**Exercise instructions:**
Continue the passage on the health care price transparency executive order, starting after its last sentence.

**Supplied passage:**
——

An Executive Order on Health Care Price Transparency - Potentially a Good Start
Yesterday, the Trump Administration announced an executive order that would require hospitals, doctors, and health insurance companies to publish their prices. (here) The goal is to inject more consumerism and competition in the U.S. health care system and ultimately decrease costs. Basically, the Department of Health and Human Services has two months to finalize the rules for the executive order.
Hospital and insurance associations are already pushing back on the idea. (here) Their argument is that pricing between a hospital and an insurance company is proprietary. If prices are made public, other hospitals would actually raise charges to match the best payment rate.
This payment rate increase may or may not occur, but forcing hospitals to post their charges doesn’t really address the underlying problem. Patients and doctor are essentially price insensitive because a third party is actually paying the bill. This third party is either the government (through Medicare, Medicaid, Obamacare, and the VA system) or the patient’s employer (through private insurance).

——

[Saved entries]
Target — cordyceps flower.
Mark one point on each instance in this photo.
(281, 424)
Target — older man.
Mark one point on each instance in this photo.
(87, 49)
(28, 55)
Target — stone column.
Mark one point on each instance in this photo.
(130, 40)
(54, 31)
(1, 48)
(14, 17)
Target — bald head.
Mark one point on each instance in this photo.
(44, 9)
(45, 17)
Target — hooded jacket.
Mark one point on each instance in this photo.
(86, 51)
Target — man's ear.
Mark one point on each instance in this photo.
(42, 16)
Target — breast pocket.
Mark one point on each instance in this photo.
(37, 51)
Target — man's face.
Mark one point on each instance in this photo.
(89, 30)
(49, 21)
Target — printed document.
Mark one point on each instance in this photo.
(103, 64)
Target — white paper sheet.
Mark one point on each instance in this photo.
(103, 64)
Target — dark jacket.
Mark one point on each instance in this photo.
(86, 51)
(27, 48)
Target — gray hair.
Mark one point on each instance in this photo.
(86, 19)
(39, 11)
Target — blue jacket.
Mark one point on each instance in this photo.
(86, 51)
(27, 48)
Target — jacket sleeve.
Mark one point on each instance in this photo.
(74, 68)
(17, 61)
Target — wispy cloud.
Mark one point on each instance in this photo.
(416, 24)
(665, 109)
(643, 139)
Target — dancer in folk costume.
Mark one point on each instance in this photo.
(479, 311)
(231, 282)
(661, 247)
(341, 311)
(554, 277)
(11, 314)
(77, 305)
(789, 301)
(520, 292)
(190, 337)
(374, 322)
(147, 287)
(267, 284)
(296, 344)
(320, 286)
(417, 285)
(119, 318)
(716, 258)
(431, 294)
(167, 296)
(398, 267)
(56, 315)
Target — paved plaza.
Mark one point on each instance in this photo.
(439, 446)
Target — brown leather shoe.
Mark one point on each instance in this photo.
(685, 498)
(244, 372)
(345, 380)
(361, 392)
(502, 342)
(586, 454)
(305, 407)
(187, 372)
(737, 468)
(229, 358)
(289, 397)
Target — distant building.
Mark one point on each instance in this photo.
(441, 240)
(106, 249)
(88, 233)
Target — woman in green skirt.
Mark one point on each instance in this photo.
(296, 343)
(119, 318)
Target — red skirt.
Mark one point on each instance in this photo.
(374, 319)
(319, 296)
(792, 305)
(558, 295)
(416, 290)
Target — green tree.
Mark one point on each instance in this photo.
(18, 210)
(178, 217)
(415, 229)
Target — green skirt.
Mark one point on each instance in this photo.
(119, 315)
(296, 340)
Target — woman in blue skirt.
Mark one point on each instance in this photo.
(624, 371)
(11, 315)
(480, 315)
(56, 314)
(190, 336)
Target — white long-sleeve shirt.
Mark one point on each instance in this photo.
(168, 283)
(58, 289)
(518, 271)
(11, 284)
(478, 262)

——

**Expected answer:**
Patients and doctors currently have no economic motivation to consider hospital costs, especially when someone else is paying for the patient's care. Posting prices has the potential for at least increasing their awareness of costs.
Another part of the executive order would require physicians to post their charges for any out-of-pocket costs to the patient. This makes economic sense and would be a step toward more consumerism in our health care system. Patients could make treatment decisions based not only on quality but also on cost, just like they do in other areas of life.
Officials at HHS have already been looking at more price transparency. Hopefully, the rules on this new executive order will have a meaningful impact on actually holding down health care costs.